Start of Source text
Talia Simpson and Cayla Muschel, both of Teaneck, conducted a meta-analysis on social cognition in women with Turner syndrome. In TS — a condition that affects females — one of the X chromosomes is partially or wholly missing. Working in the lab of Dr. David Anaki of the psychology department and the brain research center, the two interns searched for all the published literature on the subject and culled and extracted the relevant data from the scientific articles. Then they computed the effect size, indicating the magnitude of the difference in social cognition capacities between TS and non-TS women. Finally, they assessed different variables, such as age and estrogen replacement therapy, to observe whether they affect social cognition in TS.
This meta-analysis highlights the role of social cognition abilities in TS and will help to design rehabilitation interventions for these women.
Ms. Simpson, who graduated from Ma’ayanot in Teaneck and is about to begin her final semester at YU’s Stern College for Women as a psychology major with a neuroscience concentration, plans to pursue a Ph.D. in clinical health psychology and neuropsychology.
“Clinical health psychology in particular fascinates me, since there is so much untapped potential for us to improve our health through understanding and utilizing the mind-body connection, and the frontier at the intersection of mental and physical health is an area I would love to further explore,” she said.
Ms. Muschel, also an alumna of Ma’ayanot, just graduated from Stern with a degree in psychology and neuroscience and is completing her honors thesis. She said that because her post-high school gap year in Israel was cut short by the covid pandemic, she missed out on an immersive experience there.
“We never got that sense of closure about living in Israel and what that experience is like, so getting the chance to live here this summer was really spiritually and professionally beneficial,” she said.
“I think the mission and ideal of what the program is supposed to be is both really incredible and really niche. There aren’t necessarily a lot of opportunities to combine science and religion at the same time.”
End of Source text
◆ **The task**:
Write the next few paragraphs of the news article about the two Teaneck interns, continuing after its final quoted sentence.
Start of Input data
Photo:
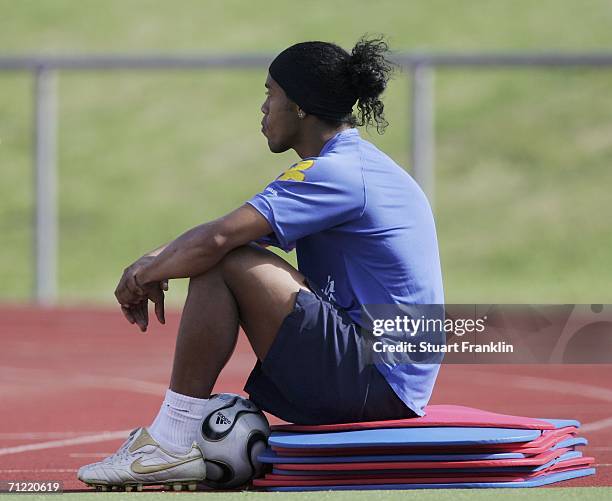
End of Input data
◆ **Written response**:
Akiva Lipshitz, 23, a rising YU senior from Teaneck and Frisch graduate, was placed in Professor Doron Naveh’s lab in the Kofkin Faculty of Engineering. Dr. Naveh studies the physics of atomically thin semiconductors and lab work geared to enabling new kinds of microelectronics and sensing technologies.
Mr. Lipshitz’s project centered around screening electrical charges and finding a way to cancel charged particles using free electrons in graphene.
“It was the first time I engaged with experimental physics,” he said. “We’ve had an opportunity to work with some really exciting laser imaging technologies as part of our research and to engage with fundamental physics — quantum and electromagnetic — directly in our measurements.”
He was invited to join the Naveh Lab as a master’s student, an offer he is seriously considering. Aliyah is in his plans.
“I want to get a Ph.D. in physics and go into high-tech entrepreneurship so that I can contribute innovative technology to the Israeli economy after making aliyah,” he said.
He noted that “a lot of companies, like Intel, design their chips in Israel and that much of the research in computer chips takes place in Israel. There’s a lot of room for applications of this in the realm of entrepreneurship.”
Professor Arlene Wilson-Gordon, of Bar-Ilan’s department of chemistry, directs the summer science research internship program. She said she tries to match participants with faculty members and research assignments that would best enhance their summer experience and promote individual growth and career development.
“This is a tremendous opportunity for students from abroad to participate in research in Bar-Ilan’s state-of-the-art labs and to get to know researchers from all the diverse sectors of Israeli society,” she said.
The program is funded by the late Dr. Mordecai Katz and Dr. Monique Katz, the Irving I. Stone Foundation, and the Zoltan Erenyi Fund.